**** Text segment ****

While sunscreen is known to block the sun's ultraviolet radiation from penetrating the skin, Dr Arthur W. Perry, MD, FACS, who is also a member of the Medical Advisory Board for The Dr. Oz Show, is of the opinion that chemical sunscreens can cause low sperm counts and infertility apart from contributing to the development of breast and ovarian cancers in women. He recommends using a micronised zinc oxide containing SPF 15 broad-spectrum sunscreen instead.

Sunscreens, which have always been known to protect the skin from the harmful rays of the sun and prevent sunburn, premature ageing and even reducing the risk of skin cancer, can also have negative effects on the body. According to Dr Arthur W Perry, who is a board certified plastic surgeon, an adjunct associate professor at Columbia University, and a member of the Medical Advisory Board for The Dr Oz Show, applying chemical sunscreen on the body can lead to low sperm counts and even infertility. Sunscreens, as per Dr Perry, can also cause early puberty and premature breast development among girls.

According to Dr Arthur W Perry, endocrine disruptors, found in chemical sunscreen function like estrogen. They are capable of contributing to the development of breast and ovarian cancers in women. Other endocrine disruptors may increase the chance of prostate cancer in men. However, Dr Perry added that there is no evidence to prove that they cause cancer.

**** Exercise data ****

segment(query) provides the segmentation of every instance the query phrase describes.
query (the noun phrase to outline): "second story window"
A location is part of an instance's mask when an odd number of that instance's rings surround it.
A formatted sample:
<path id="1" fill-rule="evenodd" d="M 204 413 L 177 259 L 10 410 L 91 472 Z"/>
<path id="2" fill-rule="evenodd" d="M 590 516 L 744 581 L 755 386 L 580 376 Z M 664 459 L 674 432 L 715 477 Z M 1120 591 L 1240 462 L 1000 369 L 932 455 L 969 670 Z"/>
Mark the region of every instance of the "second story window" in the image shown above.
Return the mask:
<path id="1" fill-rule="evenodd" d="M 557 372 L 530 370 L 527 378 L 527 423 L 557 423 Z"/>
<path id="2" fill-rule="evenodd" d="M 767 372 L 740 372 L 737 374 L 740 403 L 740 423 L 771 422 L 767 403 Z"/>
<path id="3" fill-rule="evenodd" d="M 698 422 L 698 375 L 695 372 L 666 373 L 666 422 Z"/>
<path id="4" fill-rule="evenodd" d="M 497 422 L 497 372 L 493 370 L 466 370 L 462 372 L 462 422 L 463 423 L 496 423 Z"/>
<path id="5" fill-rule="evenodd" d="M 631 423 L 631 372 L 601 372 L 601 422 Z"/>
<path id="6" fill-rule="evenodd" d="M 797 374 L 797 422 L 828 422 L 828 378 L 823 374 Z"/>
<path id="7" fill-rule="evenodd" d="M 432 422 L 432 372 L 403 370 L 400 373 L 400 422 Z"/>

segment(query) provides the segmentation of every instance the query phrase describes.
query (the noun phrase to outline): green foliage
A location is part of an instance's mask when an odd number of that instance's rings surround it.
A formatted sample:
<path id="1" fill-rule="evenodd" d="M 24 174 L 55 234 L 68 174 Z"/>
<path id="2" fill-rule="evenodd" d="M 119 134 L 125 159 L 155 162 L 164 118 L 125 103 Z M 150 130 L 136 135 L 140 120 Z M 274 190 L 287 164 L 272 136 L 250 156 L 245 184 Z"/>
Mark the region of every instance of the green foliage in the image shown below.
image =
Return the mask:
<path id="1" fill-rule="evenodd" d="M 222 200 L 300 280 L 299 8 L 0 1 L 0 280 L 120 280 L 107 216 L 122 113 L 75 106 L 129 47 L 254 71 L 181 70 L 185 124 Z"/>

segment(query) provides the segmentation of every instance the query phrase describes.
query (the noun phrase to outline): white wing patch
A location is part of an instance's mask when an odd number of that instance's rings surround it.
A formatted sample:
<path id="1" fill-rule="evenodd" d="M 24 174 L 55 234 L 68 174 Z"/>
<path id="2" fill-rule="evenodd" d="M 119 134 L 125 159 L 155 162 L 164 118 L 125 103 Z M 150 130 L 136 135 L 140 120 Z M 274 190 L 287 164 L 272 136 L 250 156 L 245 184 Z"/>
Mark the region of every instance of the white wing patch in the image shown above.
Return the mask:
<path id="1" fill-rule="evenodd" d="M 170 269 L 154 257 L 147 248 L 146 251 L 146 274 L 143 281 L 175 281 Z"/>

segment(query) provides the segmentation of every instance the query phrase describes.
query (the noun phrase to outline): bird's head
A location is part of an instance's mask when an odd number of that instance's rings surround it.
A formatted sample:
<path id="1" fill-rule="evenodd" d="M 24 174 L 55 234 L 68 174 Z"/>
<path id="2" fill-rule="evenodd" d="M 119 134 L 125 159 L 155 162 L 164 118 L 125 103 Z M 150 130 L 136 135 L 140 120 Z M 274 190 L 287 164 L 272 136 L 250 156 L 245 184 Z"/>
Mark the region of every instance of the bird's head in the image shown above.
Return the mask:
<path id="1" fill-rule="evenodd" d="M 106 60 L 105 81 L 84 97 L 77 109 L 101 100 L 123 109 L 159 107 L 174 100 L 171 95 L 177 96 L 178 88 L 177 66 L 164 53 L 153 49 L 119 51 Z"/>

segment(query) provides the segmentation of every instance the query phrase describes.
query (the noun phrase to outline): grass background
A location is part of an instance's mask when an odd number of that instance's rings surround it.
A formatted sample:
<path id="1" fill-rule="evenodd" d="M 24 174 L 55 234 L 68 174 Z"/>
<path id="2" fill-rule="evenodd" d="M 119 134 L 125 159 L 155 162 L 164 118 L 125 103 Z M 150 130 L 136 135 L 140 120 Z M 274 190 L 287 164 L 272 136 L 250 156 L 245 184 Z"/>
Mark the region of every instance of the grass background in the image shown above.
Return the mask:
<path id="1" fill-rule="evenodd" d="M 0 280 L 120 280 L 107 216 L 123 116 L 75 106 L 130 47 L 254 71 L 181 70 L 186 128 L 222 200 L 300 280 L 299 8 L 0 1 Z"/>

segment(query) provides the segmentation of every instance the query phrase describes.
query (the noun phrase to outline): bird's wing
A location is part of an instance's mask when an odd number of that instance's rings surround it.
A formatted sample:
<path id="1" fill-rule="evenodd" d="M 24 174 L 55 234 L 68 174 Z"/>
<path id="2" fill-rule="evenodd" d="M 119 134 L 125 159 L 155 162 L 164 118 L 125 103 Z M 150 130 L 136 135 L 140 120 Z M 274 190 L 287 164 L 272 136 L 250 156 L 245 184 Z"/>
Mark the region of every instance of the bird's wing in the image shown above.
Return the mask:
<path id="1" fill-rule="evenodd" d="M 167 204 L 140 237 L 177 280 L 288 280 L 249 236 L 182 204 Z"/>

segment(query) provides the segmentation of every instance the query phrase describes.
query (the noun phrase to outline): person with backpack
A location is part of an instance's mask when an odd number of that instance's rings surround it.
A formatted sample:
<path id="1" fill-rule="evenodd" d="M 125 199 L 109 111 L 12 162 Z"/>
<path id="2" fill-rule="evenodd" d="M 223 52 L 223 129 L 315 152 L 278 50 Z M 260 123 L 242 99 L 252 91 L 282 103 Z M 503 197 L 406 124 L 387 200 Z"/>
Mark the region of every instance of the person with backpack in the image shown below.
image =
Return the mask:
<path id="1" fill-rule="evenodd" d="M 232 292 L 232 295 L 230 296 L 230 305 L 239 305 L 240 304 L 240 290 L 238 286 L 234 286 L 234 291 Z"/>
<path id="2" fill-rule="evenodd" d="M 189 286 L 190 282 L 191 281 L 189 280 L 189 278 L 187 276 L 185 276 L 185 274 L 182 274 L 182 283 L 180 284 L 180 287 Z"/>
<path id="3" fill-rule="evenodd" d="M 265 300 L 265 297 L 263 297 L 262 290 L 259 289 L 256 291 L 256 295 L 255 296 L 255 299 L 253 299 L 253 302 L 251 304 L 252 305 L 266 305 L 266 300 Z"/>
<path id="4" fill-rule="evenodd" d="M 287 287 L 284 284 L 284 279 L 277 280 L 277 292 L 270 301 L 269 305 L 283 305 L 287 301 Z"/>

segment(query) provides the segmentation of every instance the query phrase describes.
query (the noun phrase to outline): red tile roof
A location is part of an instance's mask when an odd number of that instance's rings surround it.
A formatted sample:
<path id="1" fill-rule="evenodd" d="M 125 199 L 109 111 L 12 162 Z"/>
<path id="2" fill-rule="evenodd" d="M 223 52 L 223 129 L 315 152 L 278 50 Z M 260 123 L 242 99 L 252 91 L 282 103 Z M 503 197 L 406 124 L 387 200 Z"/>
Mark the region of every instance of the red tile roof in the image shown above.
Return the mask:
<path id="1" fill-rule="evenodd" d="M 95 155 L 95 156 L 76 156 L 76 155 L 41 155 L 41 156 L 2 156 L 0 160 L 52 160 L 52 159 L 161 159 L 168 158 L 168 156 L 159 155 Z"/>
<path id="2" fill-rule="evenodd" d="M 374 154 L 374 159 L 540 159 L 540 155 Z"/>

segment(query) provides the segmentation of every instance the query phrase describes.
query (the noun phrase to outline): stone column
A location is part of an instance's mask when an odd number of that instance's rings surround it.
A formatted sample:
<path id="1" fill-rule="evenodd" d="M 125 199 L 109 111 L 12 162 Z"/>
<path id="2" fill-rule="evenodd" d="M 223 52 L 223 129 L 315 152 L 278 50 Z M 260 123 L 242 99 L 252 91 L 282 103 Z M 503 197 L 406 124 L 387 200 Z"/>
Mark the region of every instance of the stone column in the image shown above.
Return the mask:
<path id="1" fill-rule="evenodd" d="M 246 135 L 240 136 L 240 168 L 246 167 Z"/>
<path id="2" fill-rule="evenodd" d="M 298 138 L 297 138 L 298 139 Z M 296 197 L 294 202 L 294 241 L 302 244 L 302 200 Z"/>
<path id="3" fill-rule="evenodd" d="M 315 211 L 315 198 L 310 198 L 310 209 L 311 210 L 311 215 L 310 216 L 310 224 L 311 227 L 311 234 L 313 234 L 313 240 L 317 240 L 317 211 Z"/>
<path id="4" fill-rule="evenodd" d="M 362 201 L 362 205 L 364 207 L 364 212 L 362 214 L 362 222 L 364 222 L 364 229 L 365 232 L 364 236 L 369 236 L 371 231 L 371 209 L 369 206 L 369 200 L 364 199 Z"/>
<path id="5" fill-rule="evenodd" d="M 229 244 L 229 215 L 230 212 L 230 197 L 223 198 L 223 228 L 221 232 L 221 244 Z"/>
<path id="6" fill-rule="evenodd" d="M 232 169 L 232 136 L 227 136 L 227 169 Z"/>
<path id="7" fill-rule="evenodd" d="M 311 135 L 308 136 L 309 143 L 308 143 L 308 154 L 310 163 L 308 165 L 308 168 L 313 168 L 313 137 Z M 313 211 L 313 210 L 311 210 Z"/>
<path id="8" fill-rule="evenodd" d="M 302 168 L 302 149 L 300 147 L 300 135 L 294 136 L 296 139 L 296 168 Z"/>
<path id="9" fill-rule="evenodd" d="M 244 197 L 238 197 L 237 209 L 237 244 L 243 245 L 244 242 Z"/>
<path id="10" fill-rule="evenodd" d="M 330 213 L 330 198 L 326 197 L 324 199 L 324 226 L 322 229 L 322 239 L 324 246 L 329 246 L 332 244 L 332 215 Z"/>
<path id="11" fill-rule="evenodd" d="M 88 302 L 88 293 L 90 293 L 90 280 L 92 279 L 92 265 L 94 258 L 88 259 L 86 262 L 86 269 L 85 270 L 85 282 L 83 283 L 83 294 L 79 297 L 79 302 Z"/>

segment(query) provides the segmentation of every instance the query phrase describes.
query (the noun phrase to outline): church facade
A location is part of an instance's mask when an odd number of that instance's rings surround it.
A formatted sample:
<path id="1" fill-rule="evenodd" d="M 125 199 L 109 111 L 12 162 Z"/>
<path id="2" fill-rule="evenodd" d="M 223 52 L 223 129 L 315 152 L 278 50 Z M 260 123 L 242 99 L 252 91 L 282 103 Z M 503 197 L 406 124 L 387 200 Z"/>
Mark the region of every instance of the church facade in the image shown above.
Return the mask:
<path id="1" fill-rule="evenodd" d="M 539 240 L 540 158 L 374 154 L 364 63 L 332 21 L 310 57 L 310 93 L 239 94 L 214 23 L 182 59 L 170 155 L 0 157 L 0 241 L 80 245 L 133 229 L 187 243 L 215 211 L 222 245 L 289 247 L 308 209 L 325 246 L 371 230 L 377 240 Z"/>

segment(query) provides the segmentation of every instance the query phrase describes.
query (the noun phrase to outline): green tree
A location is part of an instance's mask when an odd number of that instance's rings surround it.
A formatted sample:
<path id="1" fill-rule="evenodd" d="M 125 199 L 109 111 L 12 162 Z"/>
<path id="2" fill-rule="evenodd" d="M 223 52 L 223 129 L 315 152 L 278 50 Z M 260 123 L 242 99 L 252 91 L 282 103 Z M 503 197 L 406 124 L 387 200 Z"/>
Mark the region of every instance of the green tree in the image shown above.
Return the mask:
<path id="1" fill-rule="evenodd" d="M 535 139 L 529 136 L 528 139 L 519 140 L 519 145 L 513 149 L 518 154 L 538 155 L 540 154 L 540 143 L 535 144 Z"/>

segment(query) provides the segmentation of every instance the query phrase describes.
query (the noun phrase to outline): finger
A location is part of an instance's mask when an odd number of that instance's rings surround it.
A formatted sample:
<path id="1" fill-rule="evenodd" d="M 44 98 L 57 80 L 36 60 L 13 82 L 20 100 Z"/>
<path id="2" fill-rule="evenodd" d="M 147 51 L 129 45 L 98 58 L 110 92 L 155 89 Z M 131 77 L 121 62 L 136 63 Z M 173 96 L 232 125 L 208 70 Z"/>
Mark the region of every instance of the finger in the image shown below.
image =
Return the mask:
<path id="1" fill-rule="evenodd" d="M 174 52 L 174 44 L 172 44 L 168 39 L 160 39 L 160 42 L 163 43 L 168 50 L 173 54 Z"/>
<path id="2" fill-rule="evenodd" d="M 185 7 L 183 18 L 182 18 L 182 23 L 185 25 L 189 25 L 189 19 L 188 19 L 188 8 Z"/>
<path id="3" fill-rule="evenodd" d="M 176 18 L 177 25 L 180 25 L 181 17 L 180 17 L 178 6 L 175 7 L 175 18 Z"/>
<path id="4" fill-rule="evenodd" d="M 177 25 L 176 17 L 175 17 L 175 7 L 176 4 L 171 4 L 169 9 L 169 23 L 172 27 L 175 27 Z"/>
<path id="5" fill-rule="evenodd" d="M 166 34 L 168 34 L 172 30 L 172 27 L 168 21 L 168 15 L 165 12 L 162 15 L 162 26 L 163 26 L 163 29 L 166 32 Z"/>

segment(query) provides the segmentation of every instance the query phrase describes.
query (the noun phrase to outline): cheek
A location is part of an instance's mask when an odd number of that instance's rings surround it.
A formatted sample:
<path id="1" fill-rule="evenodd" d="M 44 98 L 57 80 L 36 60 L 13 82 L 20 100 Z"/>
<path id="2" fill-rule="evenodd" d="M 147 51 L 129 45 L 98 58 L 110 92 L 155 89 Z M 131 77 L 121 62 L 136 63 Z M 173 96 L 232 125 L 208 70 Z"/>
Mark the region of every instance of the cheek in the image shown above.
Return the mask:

****

» **Exercise set**
**A.** For the text on sunscreen above, decide whether each statement agrees with it. Answer yes or no for each and quote the words that decide it.
(i) Dr Perry recommends a micronised zinc oxide SPF 15 broad-spectrum sunscreen in place of chemical sunscreens.
(ii) Dr Perry is an adjunct associate professor at Harvard University.
(iii) Dr Perry says sunscreens can cause early puberty in girls.
**B.** Using the text on sunscreen above, explain in one to three sentences why Dr Perry recommends a micronised zinc oxide sunscreen instead of a chemical one.
**C.** Answer these questions from the text on sunscreen above.
(i) At which university is Dr Perry an adjunct associate professor?
(ii) What SPF does the sunscreen he recommends have?
(iii) Which cancer in men may other endocrine disruptors increase the chance of?

» **Solution set**
**A.**
(i) Yes: "He recommends using a micronised zinc oxide containing SPF 15 broad-spectrum sunscreen instead."
(ii) No: "an adjunct associate professor at Columbia University"
(iii) Yes: "Sunscreens, as per Dr Perry, can also cause early puberty and premature breast development among girls."

**B.** Dr Perry holds that chemical sunscreens can cause low sperm counts and infertility. He also says they can contribute to the development of breast and ovarian cancers in women. He therefore recommends a micronised zinc oxide SPF 15 broad-spectrum sunscreen in their place.

**C.**
(i) Columbia University
(ii) SPF 15
(iii) Prostate cancer